Tekst źródłowy>
Mam dziwne przeczucie,ze zajdzie o wiele wiele dalej niz nidny zje...bany WAŁESA. Szanse na to
ze IDA moze nawet zdobyc OSCARA sa a dowodem na to jest niewatpliwy fenomen i sukces
ktory ten film odniosl na swiecie szczegolnie w USA i FRANCJI. Kto wie moze tym razem polski
film zdobedzie statuetke...
Z przewidywaniami wstrzymajmy się aż będziemy więcej wiedzieć o konkurencji. Póki co lepiej sobie "Idę" odświeżyć :)
Na Oscarach wygrywają nie najlepsze, ale najlepiej promowane filmy (niestety), więc ja zgadzam się z założycielem tematu, że Ida ma ogromne szanse (jest niemal pewniakiem jeśli chodzi o ostateczną piątkę nominowanych), tym bardziej, że jeszcze żaden polski film na świecie (z tych nominowanych do Oscara) nie zdobył takiego uznania i sukcesu zarówno artystycznego jak i komercyjnego. Tak więc przewidywać można smiało, bo nie ma bardziej przewidywalnego rozdawania nagród niż Oscary.
Hmm... Żaden? A taki "Nóż w wodzie"? On też zdobył wielkie uznanie na zachodzie, Polański nawet na okładce "Time" się pojawił. "Faraon" podobnie - do dziś w każdej chyba amerykańskiej szkole filmowej analizuje się scenę otwierającą ten film. Chyba odrobinę przesadzasz... A na Oscarach wygrywają najczęściej te filmy, które zdobyły najwięcej innych nagród ;)
Zapomniałam dodać, że "w ciągu kilku ostatnich lat". Słabo się znam na polskich filmach nominowanych do Oscara dawniej niż 20-30 lat temu toteż z rozpędu napisałam "żaden".
Tak, te które zdobyły najwięcej nagród, ale gdy już dochodzi do tego okresu od nominacji do rozdania, wtedy jest najwiekszy czas promocji filmu, aktorów i wszystkich związanych z nominowanymi pozycjami. I nie raz się okazuje, że wygrywa ten aktor, aktorka, film, reżyser itp. którzy przeprowadzili najlepszą kampanię oscarą.
Może trochę wszystko sprowadzam do jednego poziomu - reklamy - ale wciąż jestem rozgoryczona zeszłorocznymi Oscarami, gdzie mam wrażenie wygrali ci, którzy robili wokół siebie najwięcej hałasu (zaznaczam od razu że nikomu nie odmawiam w ten sposób talentu). To ostatecznie przesądziło, że w końcu przyjęłam do wiadmości, że na Oscarach ważne są (poza wcześniejszymi nagrodami) dobry marketing i poprawność polityczna.

Opis zadania>
Proszę przepisać fragment dyskusji o filmie „Ida” od słów „Mam dziwne przeczucie,ze” do słów „film zdobedzie statuetke...”, zastępując „USA” wyrazem „Niemczech”.

Dostarczone dane>
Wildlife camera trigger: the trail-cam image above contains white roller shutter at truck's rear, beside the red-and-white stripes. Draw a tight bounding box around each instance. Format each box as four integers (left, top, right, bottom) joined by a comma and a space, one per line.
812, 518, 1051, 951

Rozwiązanie zadania>
Mam dziwne przeczucie,ze zajdzie o wiele wiele dalej niz nidny zje...bany WAŁESA. Szanse na to
ze IDA moze nawet zdobyc OSCARA sa a dowodem na to jest niewatpliwy fenomen i sukces
ktory ten film odniosl na swiecie szczegolnie w Niemczech i FRANCJI. Kto wie moze tym razem polski
film zdobedzie statuetke...